_Passage_.

Content starts

During an appearance on HuffPost Live on Thursday, former U.S. President Jimmy Carter announced major progress in the fight to eradicate Guinea worm. Worldwide reported cases were cut in half to 542 in 2012 and provisional data indicate there were just 148 cases reported in 2013, with the vast majority occurring in the war-torn nation of South Sudan. “This is the first time since 1979 that we’re on the verge of eradicating a disease,” said Carter.
The global eradication campaign now moves to its final and most difficult stage, setting up Guinea worm to become the only disease other than small pox to be eradicated worldwide and the first disease to be eliminated entirely without the use of vaccines or medication.
The Guinea worm parasite makes its way into a human host when that person drinks unclean or stagnant drinking water infested with fleas that carry the worm’s larvae. It takes about a year for symptoms — including nausea, vomiting, an itchy rash, diarrhea, and slight fever — to present themselves, according to the Centers for Disease Control (CDC). Searing pain and open blisters in the lower limbs are common as the worm grows and moves around its host, and while fatalities from Guinea worm are uncommon, it has the potential to disable an infected patient.
There is no vaccine or drug that can eliminate Guinea worm, and people who have been infected have to undergo a painful extraction process that could leave them susceptible to infections if conducted improperly. The entirety of the eradication effort has consequently been dependent on encouraging behavioral changes, such as more effective sanitation habits and clean water campaigns.
There were over 3.5 million Guinea worm infections across 21 Asian and African nations in 1986, the year that the Carter Center launched its war on the guinea worm. Now, the disease is endemic to just four of the world’s poorest countries — South Sudan, Mali, Chad, and Ethiopia.
Chad, Mali, and Ethiopia had just 21 cases combined in 2012 and 32 in 2013, according to Carter. Over three-quarters of last year’s infections occurred in South Sudan (although the number was still a dramatic drop from the preceding year), where ongoing violent conflict has proved a major barrier to the eradication effort. Still, Carter sounded an optimistic note on progress in the coming years.
“I want to see Guinea worm eradicated during my lifetime, and I think we’ll be successful,” he said.

Content ends

_Action item_.
Copy the part of the Guinea worm article that starts at "There were over" and ends after "the coming years.", swapping "launched" for "began".

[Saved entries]
Content starts

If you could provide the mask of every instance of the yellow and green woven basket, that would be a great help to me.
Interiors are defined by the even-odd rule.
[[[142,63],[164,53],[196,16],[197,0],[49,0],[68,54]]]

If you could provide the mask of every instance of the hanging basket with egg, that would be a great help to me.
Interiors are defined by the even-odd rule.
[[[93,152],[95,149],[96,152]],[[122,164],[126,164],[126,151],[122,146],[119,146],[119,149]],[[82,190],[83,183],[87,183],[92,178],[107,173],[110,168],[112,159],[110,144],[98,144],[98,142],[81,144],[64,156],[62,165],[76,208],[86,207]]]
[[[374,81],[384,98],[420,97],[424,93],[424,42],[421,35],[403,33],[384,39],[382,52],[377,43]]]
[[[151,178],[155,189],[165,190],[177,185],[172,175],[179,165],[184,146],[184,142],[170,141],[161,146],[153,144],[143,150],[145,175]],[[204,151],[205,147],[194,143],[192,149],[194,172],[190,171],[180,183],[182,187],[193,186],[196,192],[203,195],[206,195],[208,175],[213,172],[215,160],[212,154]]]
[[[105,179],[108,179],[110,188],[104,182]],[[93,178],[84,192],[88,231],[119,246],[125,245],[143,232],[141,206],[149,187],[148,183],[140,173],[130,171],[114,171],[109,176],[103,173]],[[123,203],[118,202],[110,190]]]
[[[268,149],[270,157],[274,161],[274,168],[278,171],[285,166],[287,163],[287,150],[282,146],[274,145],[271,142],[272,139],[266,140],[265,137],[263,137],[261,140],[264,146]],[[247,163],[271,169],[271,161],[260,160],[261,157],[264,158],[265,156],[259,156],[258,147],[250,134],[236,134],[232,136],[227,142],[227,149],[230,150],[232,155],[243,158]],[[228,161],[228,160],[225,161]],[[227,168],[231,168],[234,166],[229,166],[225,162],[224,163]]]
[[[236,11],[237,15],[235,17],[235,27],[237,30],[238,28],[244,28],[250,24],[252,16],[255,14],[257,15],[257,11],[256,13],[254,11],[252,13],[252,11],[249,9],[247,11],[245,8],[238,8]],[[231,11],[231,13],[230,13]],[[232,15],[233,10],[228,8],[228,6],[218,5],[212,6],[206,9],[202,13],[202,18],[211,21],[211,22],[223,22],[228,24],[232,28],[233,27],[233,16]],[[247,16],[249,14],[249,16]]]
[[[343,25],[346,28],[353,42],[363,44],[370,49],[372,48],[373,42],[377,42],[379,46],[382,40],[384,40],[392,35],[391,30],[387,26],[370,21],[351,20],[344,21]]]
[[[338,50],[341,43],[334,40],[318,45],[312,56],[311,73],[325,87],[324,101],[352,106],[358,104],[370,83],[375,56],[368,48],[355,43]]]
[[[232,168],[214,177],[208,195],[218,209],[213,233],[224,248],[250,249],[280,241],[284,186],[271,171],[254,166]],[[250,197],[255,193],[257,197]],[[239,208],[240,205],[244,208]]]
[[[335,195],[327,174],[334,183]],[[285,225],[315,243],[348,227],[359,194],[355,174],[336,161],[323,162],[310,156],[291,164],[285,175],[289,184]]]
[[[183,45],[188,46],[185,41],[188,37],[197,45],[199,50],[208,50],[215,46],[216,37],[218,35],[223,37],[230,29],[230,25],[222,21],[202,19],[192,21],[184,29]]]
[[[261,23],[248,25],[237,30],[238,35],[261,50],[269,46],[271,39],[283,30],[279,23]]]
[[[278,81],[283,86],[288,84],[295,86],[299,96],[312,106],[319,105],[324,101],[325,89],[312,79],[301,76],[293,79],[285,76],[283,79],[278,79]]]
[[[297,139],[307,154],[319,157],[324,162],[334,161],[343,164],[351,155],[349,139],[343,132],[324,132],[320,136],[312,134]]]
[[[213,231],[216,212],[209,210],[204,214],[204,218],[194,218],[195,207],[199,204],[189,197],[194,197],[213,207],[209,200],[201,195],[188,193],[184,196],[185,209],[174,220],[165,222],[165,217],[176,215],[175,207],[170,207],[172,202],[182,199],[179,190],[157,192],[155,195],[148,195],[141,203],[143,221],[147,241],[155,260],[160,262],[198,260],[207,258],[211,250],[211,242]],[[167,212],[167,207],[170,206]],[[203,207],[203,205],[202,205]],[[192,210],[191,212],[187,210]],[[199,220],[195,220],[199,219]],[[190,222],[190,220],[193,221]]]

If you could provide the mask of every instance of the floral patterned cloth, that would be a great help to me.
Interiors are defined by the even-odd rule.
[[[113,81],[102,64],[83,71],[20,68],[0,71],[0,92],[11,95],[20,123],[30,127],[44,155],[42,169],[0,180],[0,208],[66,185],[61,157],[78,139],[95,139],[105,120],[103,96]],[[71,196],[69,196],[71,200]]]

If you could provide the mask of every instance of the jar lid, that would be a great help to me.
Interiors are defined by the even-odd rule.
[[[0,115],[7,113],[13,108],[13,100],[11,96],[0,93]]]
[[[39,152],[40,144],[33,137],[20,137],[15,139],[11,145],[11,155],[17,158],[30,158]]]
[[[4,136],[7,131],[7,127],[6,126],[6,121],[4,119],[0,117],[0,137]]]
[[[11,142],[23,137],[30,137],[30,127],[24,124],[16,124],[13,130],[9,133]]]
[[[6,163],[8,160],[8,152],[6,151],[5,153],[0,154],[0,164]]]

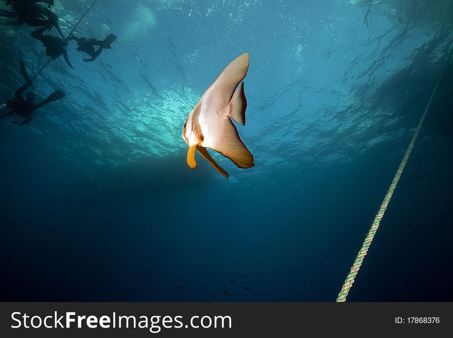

Content ends

_Your solution_.
There were over 3.5 million Guinea worm infections across 21 Asian and African nations in 1986, the year that the Carter Center began its war on the guinea worm. Now, the disease is endemic to just four of the world’s poorest countries — South Sudan, Mali, Chad, and Ethiopia.
Chad, Mali, and Ethiopia had just 21 cases combined in 2012 and 32 in 2013, according to Carter. Over three-quarters of last year’s infections occurred in South Sudan (although the number was still a dramatic drop from the preceding year), where ongoing violent conflict has proved a major barrier to the eradication effort. Still, Carter sounded an optimistic note on progress in the coming years.